→ What you will do
Find every line in the records that contains the string "white" and copy each one. Matching is case-sensitive.

*-*-*

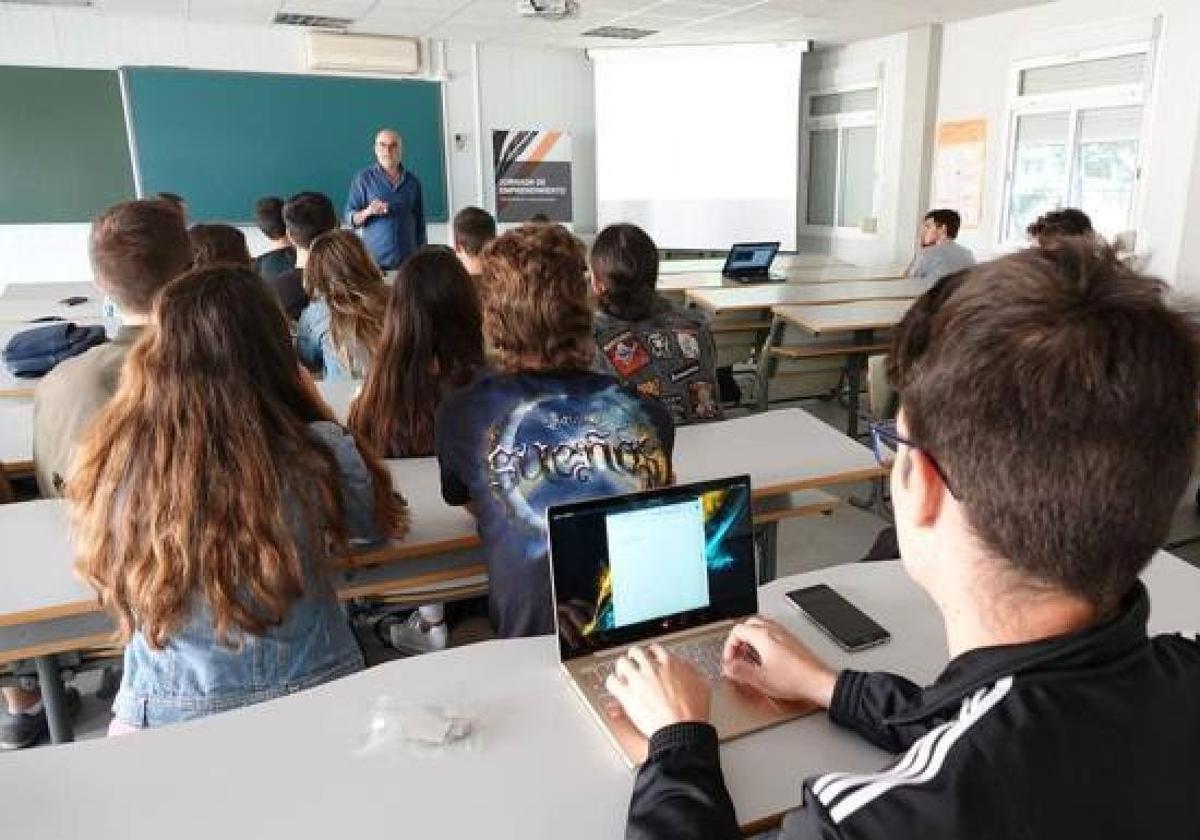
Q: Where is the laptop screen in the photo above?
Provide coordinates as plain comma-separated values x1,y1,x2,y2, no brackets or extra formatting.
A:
725,242,779,274
546,476,757,659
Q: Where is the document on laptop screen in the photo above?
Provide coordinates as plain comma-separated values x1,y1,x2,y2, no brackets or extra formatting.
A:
605,499,709,628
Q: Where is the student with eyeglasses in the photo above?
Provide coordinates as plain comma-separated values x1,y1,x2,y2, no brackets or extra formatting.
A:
607,240,1200,840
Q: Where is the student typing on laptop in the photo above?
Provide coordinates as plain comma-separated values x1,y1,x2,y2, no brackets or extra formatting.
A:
608,242,1200,840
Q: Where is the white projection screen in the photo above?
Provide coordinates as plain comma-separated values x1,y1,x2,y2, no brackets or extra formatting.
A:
589,44,805,251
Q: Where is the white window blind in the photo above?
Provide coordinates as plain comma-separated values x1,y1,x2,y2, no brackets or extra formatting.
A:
1020,53,1146,96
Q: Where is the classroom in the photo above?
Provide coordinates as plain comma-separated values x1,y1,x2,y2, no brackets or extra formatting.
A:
0,0,1200,840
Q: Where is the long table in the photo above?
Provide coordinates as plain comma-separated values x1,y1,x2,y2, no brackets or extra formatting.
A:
758,300,912,438
0,409,883,740
0,553,1200,840
656,265,904,293
686,280,930,314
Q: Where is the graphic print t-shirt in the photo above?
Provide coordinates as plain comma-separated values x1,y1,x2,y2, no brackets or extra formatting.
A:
437,371,674,638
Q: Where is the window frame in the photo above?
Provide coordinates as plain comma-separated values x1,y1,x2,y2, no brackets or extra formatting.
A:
797,79,883,239
995,41,1157,247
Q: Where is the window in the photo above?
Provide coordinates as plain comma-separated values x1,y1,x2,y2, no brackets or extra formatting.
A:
804,85,880,229
1001,47,1151,242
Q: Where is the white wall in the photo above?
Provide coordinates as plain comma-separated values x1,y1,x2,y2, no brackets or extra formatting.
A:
0,6,595,286
799,28,937,265
937,0,1200,290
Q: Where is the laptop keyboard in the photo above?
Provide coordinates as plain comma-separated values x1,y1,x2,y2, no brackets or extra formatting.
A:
577,636,725,701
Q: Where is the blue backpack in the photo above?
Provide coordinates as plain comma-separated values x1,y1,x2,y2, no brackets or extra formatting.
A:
4,322,107,378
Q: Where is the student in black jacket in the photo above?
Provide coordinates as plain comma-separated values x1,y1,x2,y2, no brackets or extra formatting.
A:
608,242,1200,840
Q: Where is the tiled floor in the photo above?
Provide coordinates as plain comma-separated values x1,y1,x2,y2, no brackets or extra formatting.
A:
9,401,1200,738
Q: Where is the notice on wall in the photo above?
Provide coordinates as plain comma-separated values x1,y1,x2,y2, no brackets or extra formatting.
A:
492,130,572,222
932,120,988,228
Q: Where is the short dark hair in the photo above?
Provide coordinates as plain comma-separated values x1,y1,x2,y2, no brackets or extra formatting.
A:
283,192,337,248
88,199,192,314
1025,208,1096,245
892,239,1200,612
187,224,250,269
592,224,659,320
925,208,962,239
480,224,596,373
454,208,496,257
254,196,288,239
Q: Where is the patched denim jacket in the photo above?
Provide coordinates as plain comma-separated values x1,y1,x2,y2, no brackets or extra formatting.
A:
113,422,382,726
296,298,371,382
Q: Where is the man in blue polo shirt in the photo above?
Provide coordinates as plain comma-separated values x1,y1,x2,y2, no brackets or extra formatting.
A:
346,128,426,271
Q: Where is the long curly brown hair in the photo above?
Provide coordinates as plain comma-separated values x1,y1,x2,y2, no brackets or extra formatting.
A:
480,224,595,372
66,265,407,648
347,246,484,458
304,230,388,376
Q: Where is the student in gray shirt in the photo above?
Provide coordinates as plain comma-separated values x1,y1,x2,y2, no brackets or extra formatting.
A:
908,210,974,283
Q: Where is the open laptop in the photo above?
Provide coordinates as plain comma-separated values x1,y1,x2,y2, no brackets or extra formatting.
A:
721,242,785,283
546,475,812,767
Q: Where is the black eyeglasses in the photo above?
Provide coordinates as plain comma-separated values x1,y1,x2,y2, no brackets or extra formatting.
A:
870,420,958,498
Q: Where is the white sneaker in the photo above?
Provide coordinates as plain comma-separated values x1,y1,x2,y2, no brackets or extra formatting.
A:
388,610,450,654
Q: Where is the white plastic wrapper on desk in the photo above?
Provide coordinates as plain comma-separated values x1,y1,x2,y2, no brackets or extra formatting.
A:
354,696,479,758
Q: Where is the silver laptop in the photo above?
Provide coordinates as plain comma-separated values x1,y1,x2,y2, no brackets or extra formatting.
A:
721,242,786,283
546,475,812,767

*-*-*

→ Finished answer
Q: Where is the white projection screen in the photo above?
Q: Where is the white window blind in the photo above?
Q: Where is the white wall in the photo above?
Q: Where is the white sneaker in the photo above?
Q: Where is the white plastic wrapper on desk in the photo above?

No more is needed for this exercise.